* **Exercise details**
Rescale everything in the listing below, from the line containing "of the window;" down to the end, and write every line out again, requests included. Multiply each coordinate in the answers by 0.2 and round it to a whole number, with halves rounded up.

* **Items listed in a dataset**
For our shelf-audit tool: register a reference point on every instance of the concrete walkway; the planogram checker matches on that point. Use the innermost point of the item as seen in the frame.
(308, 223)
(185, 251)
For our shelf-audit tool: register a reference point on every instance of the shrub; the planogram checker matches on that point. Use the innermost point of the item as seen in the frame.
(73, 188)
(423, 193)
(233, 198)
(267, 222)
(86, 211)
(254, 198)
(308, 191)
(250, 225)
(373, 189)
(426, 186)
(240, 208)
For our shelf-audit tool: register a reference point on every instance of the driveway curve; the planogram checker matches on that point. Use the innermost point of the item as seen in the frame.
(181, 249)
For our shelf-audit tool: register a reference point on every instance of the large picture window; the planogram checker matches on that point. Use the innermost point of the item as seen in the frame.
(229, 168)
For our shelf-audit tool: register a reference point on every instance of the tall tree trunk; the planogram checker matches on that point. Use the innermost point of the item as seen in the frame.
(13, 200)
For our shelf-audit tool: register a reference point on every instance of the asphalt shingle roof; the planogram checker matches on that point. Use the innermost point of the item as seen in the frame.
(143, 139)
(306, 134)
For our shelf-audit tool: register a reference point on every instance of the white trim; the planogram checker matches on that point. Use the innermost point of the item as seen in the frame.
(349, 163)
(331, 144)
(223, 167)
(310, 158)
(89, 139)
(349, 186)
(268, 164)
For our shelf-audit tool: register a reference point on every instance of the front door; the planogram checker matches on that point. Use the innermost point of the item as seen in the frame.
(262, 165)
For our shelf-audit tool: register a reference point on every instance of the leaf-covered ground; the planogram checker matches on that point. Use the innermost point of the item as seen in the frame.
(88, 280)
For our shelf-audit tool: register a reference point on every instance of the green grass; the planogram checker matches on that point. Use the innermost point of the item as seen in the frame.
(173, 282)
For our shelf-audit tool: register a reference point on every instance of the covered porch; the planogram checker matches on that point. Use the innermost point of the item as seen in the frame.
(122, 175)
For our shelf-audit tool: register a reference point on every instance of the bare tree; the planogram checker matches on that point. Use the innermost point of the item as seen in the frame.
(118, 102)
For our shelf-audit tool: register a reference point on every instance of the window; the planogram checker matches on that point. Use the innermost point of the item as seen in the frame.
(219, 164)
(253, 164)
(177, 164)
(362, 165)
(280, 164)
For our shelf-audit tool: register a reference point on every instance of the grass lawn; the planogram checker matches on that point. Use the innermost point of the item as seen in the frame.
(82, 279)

* **Answer to this task**
For our shelf-audit tool: register a reference point on every instance of the window; the planogram checker matches on that point. Use the innermost point of the item as seen in the frame.
(44, 33)
(51, 33)
(35, 33)
(72, 33)
(56, 33)
For our shelf-audit tool: register a reference point on every instance of the grass lawn; the planogram checker matches on that point. Use the innermost point of the item as seen in the frame.
(16, 56)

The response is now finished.